*Input for this task*:
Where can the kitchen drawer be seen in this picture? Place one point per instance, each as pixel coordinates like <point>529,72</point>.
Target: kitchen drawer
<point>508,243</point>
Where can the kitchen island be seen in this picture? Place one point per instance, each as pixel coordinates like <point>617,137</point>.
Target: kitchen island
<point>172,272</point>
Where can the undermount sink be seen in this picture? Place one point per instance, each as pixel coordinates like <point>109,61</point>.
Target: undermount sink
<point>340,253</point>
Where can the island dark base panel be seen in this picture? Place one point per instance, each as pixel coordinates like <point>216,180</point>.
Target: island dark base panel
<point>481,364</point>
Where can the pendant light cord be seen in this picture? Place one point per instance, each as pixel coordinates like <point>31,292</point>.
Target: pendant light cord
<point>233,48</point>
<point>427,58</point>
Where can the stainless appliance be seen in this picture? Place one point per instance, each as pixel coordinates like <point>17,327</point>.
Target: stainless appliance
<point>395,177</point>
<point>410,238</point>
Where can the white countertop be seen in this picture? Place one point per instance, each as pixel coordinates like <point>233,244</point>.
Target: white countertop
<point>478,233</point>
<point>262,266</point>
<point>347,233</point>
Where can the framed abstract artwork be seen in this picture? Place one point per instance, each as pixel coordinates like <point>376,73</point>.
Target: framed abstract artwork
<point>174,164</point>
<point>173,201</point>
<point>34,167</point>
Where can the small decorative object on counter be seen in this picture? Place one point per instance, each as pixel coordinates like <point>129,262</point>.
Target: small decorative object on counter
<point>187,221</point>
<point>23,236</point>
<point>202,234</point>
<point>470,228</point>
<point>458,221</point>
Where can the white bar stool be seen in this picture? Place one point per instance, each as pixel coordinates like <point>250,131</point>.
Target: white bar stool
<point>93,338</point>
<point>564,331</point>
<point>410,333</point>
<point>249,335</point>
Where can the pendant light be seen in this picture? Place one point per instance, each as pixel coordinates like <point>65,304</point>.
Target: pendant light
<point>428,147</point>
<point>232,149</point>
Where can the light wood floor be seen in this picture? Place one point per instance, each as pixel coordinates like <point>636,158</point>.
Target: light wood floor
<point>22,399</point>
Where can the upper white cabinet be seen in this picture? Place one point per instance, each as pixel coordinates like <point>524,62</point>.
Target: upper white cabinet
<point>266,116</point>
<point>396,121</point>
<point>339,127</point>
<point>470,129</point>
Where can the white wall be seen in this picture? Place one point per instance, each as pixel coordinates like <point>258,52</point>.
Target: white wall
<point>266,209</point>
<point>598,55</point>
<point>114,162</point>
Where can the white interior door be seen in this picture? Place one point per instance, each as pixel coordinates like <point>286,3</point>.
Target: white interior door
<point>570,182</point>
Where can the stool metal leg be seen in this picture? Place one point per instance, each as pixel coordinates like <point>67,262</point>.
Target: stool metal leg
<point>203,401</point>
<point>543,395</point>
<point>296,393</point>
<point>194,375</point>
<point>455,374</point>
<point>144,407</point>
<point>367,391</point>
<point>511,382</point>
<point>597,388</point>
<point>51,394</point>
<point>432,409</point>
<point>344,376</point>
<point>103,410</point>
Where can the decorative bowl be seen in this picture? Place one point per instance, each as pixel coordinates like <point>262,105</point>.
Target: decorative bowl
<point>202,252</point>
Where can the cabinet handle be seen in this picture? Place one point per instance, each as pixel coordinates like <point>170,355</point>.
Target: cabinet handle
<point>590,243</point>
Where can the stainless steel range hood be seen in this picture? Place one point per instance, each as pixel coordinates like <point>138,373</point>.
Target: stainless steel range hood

*Work task*: Give the number of lines in the listing that hold the string "steel", and supply nothing further.

*Response below*: 2